═════ Passage

It’s over 3 weeks since my last post. Last week Robin and I were in Ripon, North Yorkshire. Lewes Singers were to have sung the services in the Cathedral over the Bank Holiday weekend, but of course that was cancelled nearly 2 months ago. But we had a holiday cottage booked for the week, so took it as our Summer holiday.
While we were up there we visited Ripon Cathedral (obviously); Fountains Abbey, which is a vast but well preserved ruins of a Cistercian Abbey founded in 1120. We spent a day in York, visiting the cathedral and having lunch in the Guy Fawkes Inn (where the man was born). And on our last day we visited RHS Harlow Carr – a lovely garden where we were able to satisfy my need to visit at least one of the many iterations of Betty’s Tea Rooms in Yorkshire. I was not disappointed. Lovely service, a nice cup of Costa Rican coffee and a chocolate eclair. Robin, to her credit, resisted temptation and stuck with a cup of tea.
When we got into York Minster we found that they are having their organ renovated. A two year project being done by Harrison and Harrison at a cost of £2 million. It’s nearing completion and I was able to talk to some of the builders as they were on site.

══════════
═════ Input data

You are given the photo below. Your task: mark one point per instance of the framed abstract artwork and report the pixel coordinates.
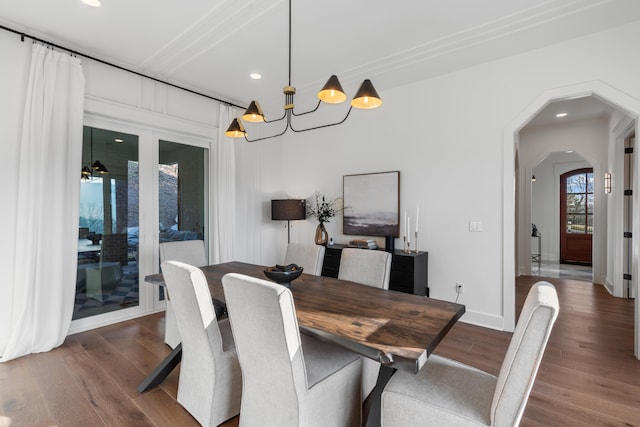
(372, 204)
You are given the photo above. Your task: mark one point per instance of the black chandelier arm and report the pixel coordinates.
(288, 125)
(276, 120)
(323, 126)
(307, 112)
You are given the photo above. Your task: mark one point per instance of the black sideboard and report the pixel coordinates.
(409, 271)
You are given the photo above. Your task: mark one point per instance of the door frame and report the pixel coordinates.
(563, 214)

══════════
═════ Input data

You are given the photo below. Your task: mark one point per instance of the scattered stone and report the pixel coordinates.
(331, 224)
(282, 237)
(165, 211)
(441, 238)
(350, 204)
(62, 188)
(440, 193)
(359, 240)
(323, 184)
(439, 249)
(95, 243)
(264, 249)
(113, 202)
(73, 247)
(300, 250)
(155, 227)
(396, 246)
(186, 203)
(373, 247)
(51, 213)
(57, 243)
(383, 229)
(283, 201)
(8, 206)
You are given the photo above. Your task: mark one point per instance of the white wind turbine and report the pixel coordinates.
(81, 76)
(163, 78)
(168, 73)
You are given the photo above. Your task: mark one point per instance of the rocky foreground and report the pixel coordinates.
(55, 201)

══════════

> **What this exercise asks**:
1. Reproduce the part of the Yorkshire holiday post starting with "When we got" and going on through "were on site.".
2. In the Yorkshire holiday post, which firm is renovating the organ at York Minster?
You can leave the material aside; it isn't needed here.

> **Response list**:
1.
When we got into York Minster we found that they are having their organ renovated. A two year project being done by Harrison and Harrison at a cost of £2 million. It’s nearing completion and I was able to talk to some of the builders as they were on site.

2. Harrison and Harrison